§ **INFORMATION SUPPLIED**:

┄┄┄┄┄┄┄┄┄┄┄┄┄┄┄┄┄┄┄┄

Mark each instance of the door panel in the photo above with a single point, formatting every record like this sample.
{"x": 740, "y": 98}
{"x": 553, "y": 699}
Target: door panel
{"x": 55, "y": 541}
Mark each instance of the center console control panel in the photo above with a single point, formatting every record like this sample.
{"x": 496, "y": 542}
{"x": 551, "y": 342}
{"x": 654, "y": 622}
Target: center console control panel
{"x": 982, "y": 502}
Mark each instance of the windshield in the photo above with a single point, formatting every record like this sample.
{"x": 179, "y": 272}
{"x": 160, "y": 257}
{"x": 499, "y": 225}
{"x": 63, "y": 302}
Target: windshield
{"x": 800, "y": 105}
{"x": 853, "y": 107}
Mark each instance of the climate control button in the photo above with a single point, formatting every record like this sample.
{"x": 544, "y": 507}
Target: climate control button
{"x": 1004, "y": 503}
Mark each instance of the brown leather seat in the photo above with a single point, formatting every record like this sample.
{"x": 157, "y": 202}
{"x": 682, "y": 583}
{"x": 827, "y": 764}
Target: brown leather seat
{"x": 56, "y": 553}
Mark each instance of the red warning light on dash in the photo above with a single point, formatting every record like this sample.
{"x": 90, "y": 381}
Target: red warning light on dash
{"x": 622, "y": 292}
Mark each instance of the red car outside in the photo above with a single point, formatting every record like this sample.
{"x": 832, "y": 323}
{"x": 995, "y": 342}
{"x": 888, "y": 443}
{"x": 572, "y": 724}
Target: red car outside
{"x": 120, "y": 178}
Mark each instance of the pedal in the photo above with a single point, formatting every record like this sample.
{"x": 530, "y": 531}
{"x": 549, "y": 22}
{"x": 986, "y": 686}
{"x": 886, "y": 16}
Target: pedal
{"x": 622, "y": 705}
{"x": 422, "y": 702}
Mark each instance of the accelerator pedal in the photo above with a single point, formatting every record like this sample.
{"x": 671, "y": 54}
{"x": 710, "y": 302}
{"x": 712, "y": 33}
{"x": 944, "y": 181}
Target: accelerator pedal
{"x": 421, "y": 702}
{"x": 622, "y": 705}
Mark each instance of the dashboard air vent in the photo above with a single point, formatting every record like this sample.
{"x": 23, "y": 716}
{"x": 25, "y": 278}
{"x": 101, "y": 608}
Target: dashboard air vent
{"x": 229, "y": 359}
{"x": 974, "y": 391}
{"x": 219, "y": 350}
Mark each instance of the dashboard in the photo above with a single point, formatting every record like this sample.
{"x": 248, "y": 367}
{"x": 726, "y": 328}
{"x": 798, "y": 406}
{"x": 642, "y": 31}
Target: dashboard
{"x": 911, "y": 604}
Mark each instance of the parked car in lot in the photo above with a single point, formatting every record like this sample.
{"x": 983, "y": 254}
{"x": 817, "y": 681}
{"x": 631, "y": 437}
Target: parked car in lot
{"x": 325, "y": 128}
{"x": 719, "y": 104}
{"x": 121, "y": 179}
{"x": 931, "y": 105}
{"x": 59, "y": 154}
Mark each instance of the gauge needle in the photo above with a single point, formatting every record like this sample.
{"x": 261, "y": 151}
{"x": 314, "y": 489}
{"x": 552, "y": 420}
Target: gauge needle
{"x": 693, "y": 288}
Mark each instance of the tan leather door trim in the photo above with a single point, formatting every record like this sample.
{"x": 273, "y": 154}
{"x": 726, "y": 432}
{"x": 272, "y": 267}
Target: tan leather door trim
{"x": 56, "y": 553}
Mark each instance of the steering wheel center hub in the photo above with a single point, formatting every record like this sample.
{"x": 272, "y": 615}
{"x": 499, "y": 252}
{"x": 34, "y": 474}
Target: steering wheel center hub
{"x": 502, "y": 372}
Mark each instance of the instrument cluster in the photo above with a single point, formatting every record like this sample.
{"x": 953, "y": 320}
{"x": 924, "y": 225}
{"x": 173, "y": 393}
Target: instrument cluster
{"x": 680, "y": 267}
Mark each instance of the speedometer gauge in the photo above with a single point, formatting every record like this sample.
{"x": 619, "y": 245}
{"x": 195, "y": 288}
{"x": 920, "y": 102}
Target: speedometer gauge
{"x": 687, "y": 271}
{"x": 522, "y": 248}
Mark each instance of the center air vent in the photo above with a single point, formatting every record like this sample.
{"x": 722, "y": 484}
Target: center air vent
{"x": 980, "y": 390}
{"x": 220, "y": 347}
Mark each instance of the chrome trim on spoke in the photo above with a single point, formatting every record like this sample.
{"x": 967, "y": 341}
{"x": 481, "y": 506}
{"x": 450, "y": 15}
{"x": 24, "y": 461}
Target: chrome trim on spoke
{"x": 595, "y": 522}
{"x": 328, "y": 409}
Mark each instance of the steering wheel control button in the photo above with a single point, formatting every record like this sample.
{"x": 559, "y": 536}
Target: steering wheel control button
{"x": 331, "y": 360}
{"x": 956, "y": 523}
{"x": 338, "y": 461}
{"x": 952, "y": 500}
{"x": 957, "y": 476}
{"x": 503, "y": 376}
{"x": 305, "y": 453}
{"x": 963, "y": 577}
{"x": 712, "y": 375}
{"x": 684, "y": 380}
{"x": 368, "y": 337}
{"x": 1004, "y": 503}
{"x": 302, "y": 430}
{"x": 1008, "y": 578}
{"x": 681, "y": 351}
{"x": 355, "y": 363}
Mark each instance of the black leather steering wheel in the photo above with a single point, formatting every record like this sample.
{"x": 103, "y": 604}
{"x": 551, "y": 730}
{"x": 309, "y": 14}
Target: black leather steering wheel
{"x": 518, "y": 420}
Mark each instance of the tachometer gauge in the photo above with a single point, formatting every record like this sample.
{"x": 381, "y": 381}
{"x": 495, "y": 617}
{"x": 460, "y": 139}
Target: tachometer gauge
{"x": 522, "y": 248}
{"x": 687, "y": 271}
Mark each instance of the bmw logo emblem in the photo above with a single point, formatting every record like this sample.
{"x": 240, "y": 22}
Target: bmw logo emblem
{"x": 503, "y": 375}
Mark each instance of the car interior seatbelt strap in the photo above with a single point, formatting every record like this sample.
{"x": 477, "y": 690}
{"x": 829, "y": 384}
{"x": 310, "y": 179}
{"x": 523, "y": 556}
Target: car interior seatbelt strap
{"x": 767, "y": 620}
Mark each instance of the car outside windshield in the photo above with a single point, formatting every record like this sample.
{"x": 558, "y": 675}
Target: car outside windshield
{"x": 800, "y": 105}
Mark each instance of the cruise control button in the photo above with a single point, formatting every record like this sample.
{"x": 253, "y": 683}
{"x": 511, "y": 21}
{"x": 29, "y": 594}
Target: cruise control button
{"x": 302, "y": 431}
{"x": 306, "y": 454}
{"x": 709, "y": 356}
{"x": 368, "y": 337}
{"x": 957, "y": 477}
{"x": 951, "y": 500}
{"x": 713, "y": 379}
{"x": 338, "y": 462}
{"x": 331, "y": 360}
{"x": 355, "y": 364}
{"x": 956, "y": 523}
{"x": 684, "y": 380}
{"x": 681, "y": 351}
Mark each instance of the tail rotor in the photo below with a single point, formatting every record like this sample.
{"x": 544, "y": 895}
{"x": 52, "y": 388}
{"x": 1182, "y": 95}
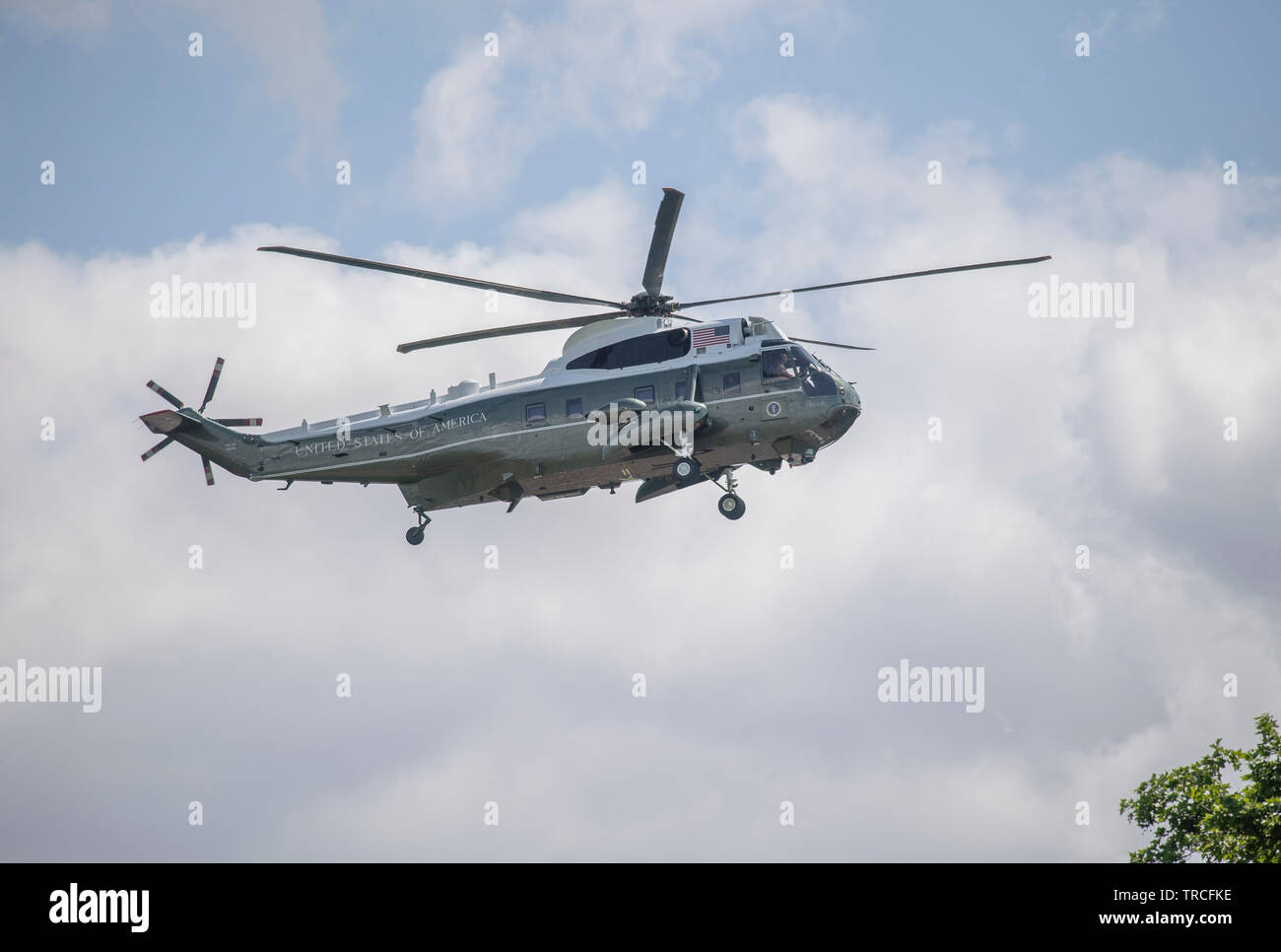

┄┄┄┄┄┄┄┄┄┄┄┄┄┄┄┄┄┄┄┄

§ **AIM OF THE EXERCISE**:
Drop the pictures, then repeat the material word for word.

§ **SOLUTION**:
Mark each instance of the door panel in the photo above with a single point, formatting every record like this sample.
{"x": 740, "y": 98}
{"x": 553, "y": 699}
Target: door panel
{"x": 55, "y": 541}
Mark each instance of the center console control panel in the photo above with a single point, formatting every record like this sample.
{"x": 496, "y": 542}
{"x": 551, "y": 342}
{"x": 654, "y": 622}
Target: center console control panel
{"x": 982, "y": 502}
Mark each instance of the windshield in the photo above with a single point, formatting every record like this sample.
{"x": 179, "y": 272}
{"x": 160, "y": 257}
{"x": 499, "y": 225}
{"x": 63, "y": 302}
Target: windshield
{"x": 800, "y": 105}
{"x": 853, "y": 107}
Mark each instance of the climate control button in the photo above with a single point, formatting every record like this sample.
{"x": 544, "y": 507}
Target: climate control button
{"x": 1004, "y": 503}
Mark each instance of the brown leather seat in the photo above with a single point, formatting every record like this sample.
{"x": 157, "y": 202}
{"x": 682, "y": 583}
{"x": 827, "y": 764}
Target: brown leather seat
{"x": 56, "y": 553}
Mark each instance of the red warning light on dash in the photo above with a single point, formatting every record like this sample.
{"x": 90, "y": 381}
Target: red warning light on dash
{"x": 622, "y": 292}
Mark each instance of the red car outside in the photo above with a single point, formatting every record like this sample.
{"x": 832, "y": 323}
{"x": 995, "y": 342}
{"x": 888, "y": 443}
{"x": 572, "y": 724}
Target: red car outside
{"x": 120, "y": 178}
Mark each instance of the pedal in the photo above with a single point, formatting every record like this sample.
{"x": 530, "y": 531}
{"x": 549, "y": 22}
{"x": 986, "y": 686}
{"x": 886, "y": 16}
Target: pedal
{"x": 622, "y": 705}
{"x": 422, "y": 702}
Mark each instance of the accelerator pedal in the photo above with a single point, formatting every record like this sample.
{"x": 671, "y": 54}
{"x": 710, "y": 302}
{"x": 712, "y": 33}
{"x": 944, "y": 181}
Target: accelerator pedal
{"x": 421, "y": 702}
{"x": 622, "y": 705}
Mark each instance of the dashboard air vent in the photo above with a single point, formatting every record like this sample.
{"x": 23, "y": 716}
{"x": 25, "y": 278}
{"x": 101, "y": 608}
Target: dashboard air vent
{"x": 229, "y": 359}
{"x": 974, "y": 391}
{"x": 219, "y": 350}
Mark each instance of the dashboard in the photo above with a single point, formatting every record like this sample.
{"x": 248, "y": 367}
{"x": 726, "y": 328}
{"x": 798, "y": 406}
{"x": 642, "y": 31}
Target: dashboard
{"x": 911, "y": 604}
Mark each instance of the parked car in lot in the photo above with a single point, formatting every record like this sample.
{"x": 983, "y": 254}
{"x": 817, "y": 681}
{"x": 631, "y": 437}
Target: parked car in lot
{"x": 325, "y": 128}
{"x": 719, "y": 104}
{"x": 121, "y": 179}
{"x": 931, "y": 105}
{"x": 59, "y": 154}
Mark each instance of the gauge needle in the photo above with a single point, formatting every record like this sample.
{"x": 261, "y": 151}
{"x": 314, "y": 489}
{"x": 552, "y": 420}
Target: gauge needle
{"x": 693, "y": 288}
Mark each instance of the tan leather door trim in the photo above with a single point, formatting every record like this sample.
{"x": 273, "y": 154}
{"x": 726, "y": 432}
{"x": 272, "y": 267}
Target: tan leather door trim
{"x": 56, "y": 553}
Mark each instance of the steering wheel center hub in the photo above with a single point, formatting every record like this sample.
{"x": 272, "y": 615}
{"x": 499, "y": 252}
{"x": 34, "y": 474}
Target: steering wheel center hub
{"x": 502, "y": 372}
Mark each instance of the instrument cluster in the photo above with a single point, formatting every record like this sample.
{"x": 953, "y": 320}
{"x": 924, "y": 225}
{"x": 173, "y": 393}
Target: instrument cluster
{"x": 680, "y": 267}
Mark each instance of the speedometer gauge in the photo above with a single point, formatting every record like this sample.
{"x": 619, "y": 245}
{"x": 195, "y": 288}
{"x": 920, "y": 102}
Target: speedometer gauge
{"x": 687, "y": 271}
{"x": 522, "y": 248}
Mark each instance of the center air vent in the photo above with a single point, formatting every record like this sample.
{"x": 722, "y": 484}
Target: center air vent
{"x": 980, "y": 390}
{"x": 220, "y": 347}
Mark each instance of the chrome trim on spoke in the photo above with a single point, formatting every record like this sample.
{"x": 967, "y": 341}
{"x": 481, "y": 506}
{"x": 450, "y": 15}
{"x": 24, "y": 461}
Target: chrome trim on spoke
{"x": 595, "y": 522}
{"x": 328, "y": 409}
Mark each instance of the steering wheel control button in the photo above with a single point, formatting every record like this sample.
{"x": 559, "y": 536}
Target: steering wheel control button
{"x": 331, "y": 360}
{"x": 956, "y": 523}
{"x": 338, "y": 461}
{"x": 952, "y": 500}
{"x": 957, "y": 476}
{"x": 503, "y": 376}
{"x": 305, "y": 453}
{"x": 963, "y": 577}
{"x": 712, "y": 375}
{"x": 684, "y": 380}
{"x": 368, "y": 337}
{"x": 1004, "y": 503}
{"x": 302, "y": 430}
{"x": 1008, "y": 578}
{"x": 681, "y": 351}
{"x": 355, "y": 363}
Mark each instance of the black leather steering wheel in the photo above with a single point, formatting every record like this sample.
{"x": 103, "y": 604}
{"x": 551, "y": 730}
{"x": 309, "y": 14}
Target: black leather steering wheel
{"x": 518, "y": 420}
Mark each instance of the tachometer gauge in the photo above with a single point, formatting every record like this sample.
{"x": 381, "y": 381}
{"x": 495, "y": 617}
{"x": 460, "y": 139}
Target: tachometer gauge
{"x": 522, "y": 248}
{"x": 687, "y": 271}
Mark each instance of the bmw logo emblem in the photo above with a single point, formatting every record like this sample.
{"x": 240, "y": 22}
Target: bmw logo emblem
{"x": 503, "y": 375}
Mark each instance of the car interior seatbelt strap in the photo above with a single point, formatting every record like this sample.
{"x": 477, "y": 690}
{"x": 829, "y": 384}
{"x": 310, "y": 179}
{"x": 523, "y": 556}
Target: car interior seatbelt strap
{"x": 767, "y": 620}
Mark each instance of the car outside windshield in the photo above with a single point, formatting every record like this sample.
{"x": 558, "y": 675}
Target: car outside windshield
{"x": 800, "y": 105}
Mark each instance of the cruise control button in the photo above with a single point, formatting every record like this sample.
{"x": 253, "y": 683}
{"x": 511, "y": 21}
{"x": 29, "y": 594}
Target: cruise control button
{"x": 302, "y": 431}
{"x": 306, "y": 454}
{"x": 709, "y": 356}
{"x": 368, "y": 337}
{"x": 957, "y": 477}
{"x": 951, "y": 500}
{"x": 713, "y": 379}
{"x": 338, "y": 462}
{"x": 331, "y": 360}
{"x": 355, "y": 364}
{"x": 956, "y": 523}
{"x": 684, "y": 380}
{"x": 681, "y": 351}
Mark each instance of the tail rotor in the photo below with a single point, formatting every record like this sample.
{"x": 544, "y": 895}
{"x": 52, "y": 388}
{"x": 1182, "y": 95}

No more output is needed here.